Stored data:
----------
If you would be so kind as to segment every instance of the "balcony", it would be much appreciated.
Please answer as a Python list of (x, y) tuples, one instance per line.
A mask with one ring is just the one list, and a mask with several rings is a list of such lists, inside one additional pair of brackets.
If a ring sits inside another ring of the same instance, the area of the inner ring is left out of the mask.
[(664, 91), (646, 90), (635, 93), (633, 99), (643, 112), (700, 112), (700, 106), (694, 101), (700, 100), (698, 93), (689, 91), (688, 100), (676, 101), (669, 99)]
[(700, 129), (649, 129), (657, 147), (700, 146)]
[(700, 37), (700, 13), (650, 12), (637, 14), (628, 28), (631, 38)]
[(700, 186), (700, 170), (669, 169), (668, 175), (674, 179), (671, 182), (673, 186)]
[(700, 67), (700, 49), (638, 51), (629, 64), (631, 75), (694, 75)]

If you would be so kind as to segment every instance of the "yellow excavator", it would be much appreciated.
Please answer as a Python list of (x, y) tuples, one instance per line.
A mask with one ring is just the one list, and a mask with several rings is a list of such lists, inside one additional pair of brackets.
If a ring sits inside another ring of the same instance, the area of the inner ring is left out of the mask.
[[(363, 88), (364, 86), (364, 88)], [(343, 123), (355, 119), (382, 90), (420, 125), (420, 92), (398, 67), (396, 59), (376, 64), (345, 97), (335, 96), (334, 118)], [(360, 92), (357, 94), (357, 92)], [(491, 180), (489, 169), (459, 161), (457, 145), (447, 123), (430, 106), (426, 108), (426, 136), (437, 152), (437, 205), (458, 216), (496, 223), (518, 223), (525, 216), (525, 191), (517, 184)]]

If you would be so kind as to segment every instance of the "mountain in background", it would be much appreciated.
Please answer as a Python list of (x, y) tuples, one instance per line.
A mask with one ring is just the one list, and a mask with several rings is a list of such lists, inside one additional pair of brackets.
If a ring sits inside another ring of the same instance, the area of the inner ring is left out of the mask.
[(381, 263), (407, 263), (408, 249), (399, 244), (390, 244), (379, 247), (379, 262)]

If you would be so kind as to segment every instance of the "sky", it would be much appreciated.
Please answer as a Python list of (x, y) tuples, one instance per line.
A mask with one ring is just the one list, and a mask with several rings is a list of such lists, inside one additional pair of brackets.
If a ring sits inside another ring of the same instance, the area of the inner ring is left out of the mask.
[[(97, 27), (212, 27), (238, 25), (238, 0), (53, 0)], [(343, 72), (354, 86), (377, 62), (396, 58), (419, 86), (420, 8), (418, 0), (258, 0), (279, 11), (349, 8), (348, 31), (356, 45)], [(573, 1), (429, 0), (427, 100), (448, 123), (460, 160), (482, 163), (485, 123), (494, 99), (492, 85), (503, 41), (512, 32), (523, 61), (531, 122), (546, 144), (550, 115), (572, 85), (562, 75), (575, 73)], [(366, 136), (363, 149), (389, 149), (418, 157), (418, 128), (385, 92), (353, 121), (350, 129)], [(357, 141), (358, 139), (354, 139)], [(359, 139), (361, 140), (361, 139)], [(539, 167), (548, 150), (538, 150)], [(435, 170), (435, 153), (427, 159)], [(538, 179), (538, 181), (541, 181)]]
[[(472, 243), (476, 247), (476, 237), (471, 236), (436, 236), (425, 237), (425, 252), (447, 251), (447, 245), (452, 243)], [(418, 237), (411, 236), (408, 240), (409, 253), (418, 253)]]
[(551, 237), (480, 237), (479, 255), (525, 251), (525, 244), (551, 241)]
----------
WHAT THE TASK REQUIRES:
The word "kind" occurs on some lines of the entries. Work out how many such lines there are and reply with the number alone.

ANSWER BELOW:
4